| Written problem |
Edit the items below so that each occurrence of "Mark the region" becomes "Outline the area", keeping everything else the same. Leave the pictures out of your answer.

| Labeled shape records |
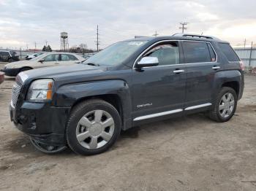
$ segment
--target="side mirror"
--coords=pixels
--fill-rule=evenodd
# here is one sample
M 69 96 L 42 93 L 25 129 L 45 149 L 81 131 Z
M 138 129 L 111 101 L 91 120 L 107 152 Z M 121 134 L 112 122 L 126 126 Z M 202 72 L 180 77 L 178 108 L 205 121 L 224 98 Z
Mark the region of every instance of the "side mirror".
M 157 57 L 146 56 L 141 58 L 137 64 L 137 68 L 143 68 L 147 66 L 156 66 L 159 63 Z

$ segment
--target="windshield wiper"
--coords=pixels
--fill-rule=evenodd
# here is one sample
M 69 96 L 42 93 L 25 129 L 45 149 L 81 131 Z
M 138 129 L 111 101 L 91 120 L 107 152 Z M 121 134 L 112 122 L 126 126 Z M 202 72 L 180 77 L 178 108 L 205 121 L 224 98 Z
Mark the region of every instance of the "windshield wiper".
M 87 63 L 86 64 L 89 66 L 99 66 L 99 64 L 94 63 Z

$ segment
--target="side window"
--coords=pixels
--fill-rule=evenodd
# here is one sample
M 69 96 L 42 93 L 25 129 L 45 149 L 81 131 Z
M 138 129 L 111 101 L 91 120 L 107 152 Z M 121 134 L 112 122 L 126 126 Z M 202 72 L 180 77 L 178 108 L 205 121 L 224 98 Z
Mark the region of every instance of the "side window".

| Solution for this problem |
$ segment
--target="side mirror"
--coords=pixels
--fill-rule=evenodd
# here is one sample
M 69 96 L 42 93 L 25 129 L 45 149 L 81 131 Z
M 138 129 L 111 101 L 91 120 L 107 152 Z M 121 134 L 112 122 L 126 126 Z M 202 72 L 180 77 L 178 108 L 205 121 L 224 98 Z
Outline the area of every instance of the "side mirror".
M 157 57 L 146 56 L 141 58 L 137 64 L 137 68 L 143 68 L 147 66 L 156 66 L 159 63 Z

$ segment
--target="windshield wiper"
--coords=pixels
--fill-rule=evenodd
# here is one sample
M 69 96 L 42 93 L 25 129 L 45 149 L 81 131 Z
M 138 129 L 111 101 L 91 120 L 107 152 Z M 121 134 L 112 122 L 126 126 Z M 202 72 L 180 77 L 178 108 L 205 121 L 224 98 Z
Outline the area of every instance of the "windshield wiper".
M 87 63 L 86 64 L 89 66 L 99 66 L 99 64 L 94 63 Z

$ segment
--target="side window"
--coords=pixels
--fill-rule=evenodd
# here is one sample
M 69 96 L 42 93 L 25 129 L 45 149 L 81 131 Z
M 138 129 L 111 101 L 91 120 L 107 152 Z M 121 134 L 112 122 L 126 126 Z M 202 72 L 180 77 L 178 108 L 205 121 L 224 98 Z
Outline the area of every instance of the "side window".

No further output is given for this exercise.